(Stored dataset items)
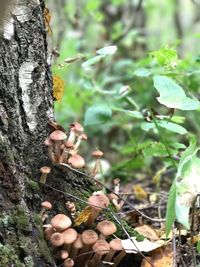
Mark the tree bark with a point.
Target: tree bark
(26, 106)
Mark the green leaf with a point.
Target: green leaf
(134, 113)
(170, 214)
(173, 127)
(172, 95)
(108, 50)
(97, 114)
(142, 72)
(92, 61)
(166, 56)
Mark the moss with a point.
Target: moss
(8, 257)
(21, 220)
(33, 186)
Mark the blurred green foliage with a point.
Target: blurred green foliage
(112, 90)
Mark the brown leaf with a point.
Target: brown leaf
(148, 232)
(160, 257)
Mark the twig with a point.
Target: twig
(110, 190)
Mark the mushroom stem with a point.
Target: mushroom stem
(119, 257)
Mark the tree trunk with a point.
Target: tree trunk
(26, 106)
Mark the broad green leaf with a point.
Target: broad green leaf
(134, 113)
(172, 95)
(142, 72)
(166, 56)
(173, 127)
(92, 61)
(97, 114)
(108, 50)
(170, 214)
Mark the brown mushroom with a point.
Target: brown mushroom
(57, 137)
(68, 263)
(97, 154)
(57, 239)
(76, 161)
(76, 246)
(106, 228)
(46, 205)
(44, 170)
(49, 143)
(79, 140)
(115, 245)
(60, 222)
(75, 129)
(97, 203)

- PROBLEM TO WORK ON
From the entries above, pull out each line that includes "point".

- SOLUTION FOR THIS EXERCISE
Mark the tree bark with a point.
Mark the green leaf with a point.
Mark the moss with a point.
Mark the blurred green foliage with a point.
Mark the brown leaf with a point.
Mark the twig with a point.
Mark the mushroom stem with a point.
Mark the tree trunk with a point.
Mark the broad green leaf with a point.
Mark the brown mushroom with a point.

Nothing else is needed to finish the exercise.